== EXTRACT

In-network providers have usually agreed to accept an insurer’s negotiated reimbursement rates, and to take up any disputes over billing with the insurer, rather than trying to bill the patient for the balance.

Out-of-network providers have no contractual obligation to accept an insurer’s reimbursement rate, and they may try to bill the patients for part all of the balance.

Insurers and agent groups have been talking about the balancing billing problem for years, but usually losing in head-to-head battles with health care provider groups.

Lynn Quincy, a representative from Consumers Union, gave a briefing on the topic Sunday, in Phoenix, at the spring meeting of the National Association of Insurance Commissioners (NAIC). She appeared at a session organized by the NAIC/Consumer Liaison Committee.

The NAIC has appointed the liaisons on the committee, who come from organizations such as California’s Office of the Patient Advocate, Virginia Organizing, and Autism Speaks, to speak for consumers in NAIC proceedings.

Quincy told members of the panel that the size of surprise out-of-network medical bills can range from small amounts to $100,000 or more.

Surprise balance billing can result from outdated provider directories, consumers’ difficulties with understanding their coverage, or a need for immediate emergency care as well as from the providers’ lack of appropriate consumer disclosures, according to a version of Quincy’s slide deck posted on the panel’s section of the NAIC website.

====
== PROVIDED INFORMATION

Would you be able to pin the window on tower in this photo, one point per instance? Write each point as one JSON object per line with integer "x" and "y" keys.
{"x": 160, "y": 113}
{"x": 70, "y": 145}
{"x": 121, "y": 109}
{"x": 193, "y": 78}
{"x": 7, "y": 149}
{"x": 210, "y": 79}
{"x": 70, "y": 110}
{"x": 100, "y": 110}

====

**TO DO**
A – List every cause of surprise balance billing that the balance billing article names.
B – Copy word for word the stretch of the balance billing article from "Lynn Quincy, a" through "in NAIC proceedings.".

**RESPONSES BY TASK**
A –
- Outdated provider directories
- Consumers' difficulties with understanding their coverage
- A need for immediate emergency care
- Providers' lack of appropriate consumer disclosures

B –
Lynn Quincy, a representative from Consumers Union, gave a briefing on the topic Sunday, in Phoenix, at the spring meeting of the National Association of Insurance Commissioners (NAIC). She appeared at a session organized by the NAIC/Consumer Liaison Committee.

The NAIC has appointed the liaisons on the committee, who come from organizations such as California’s Office of the Patient Advocate, Virginia Organizing, and Autism Speaks, to speak for consumers in NAIC proceedings.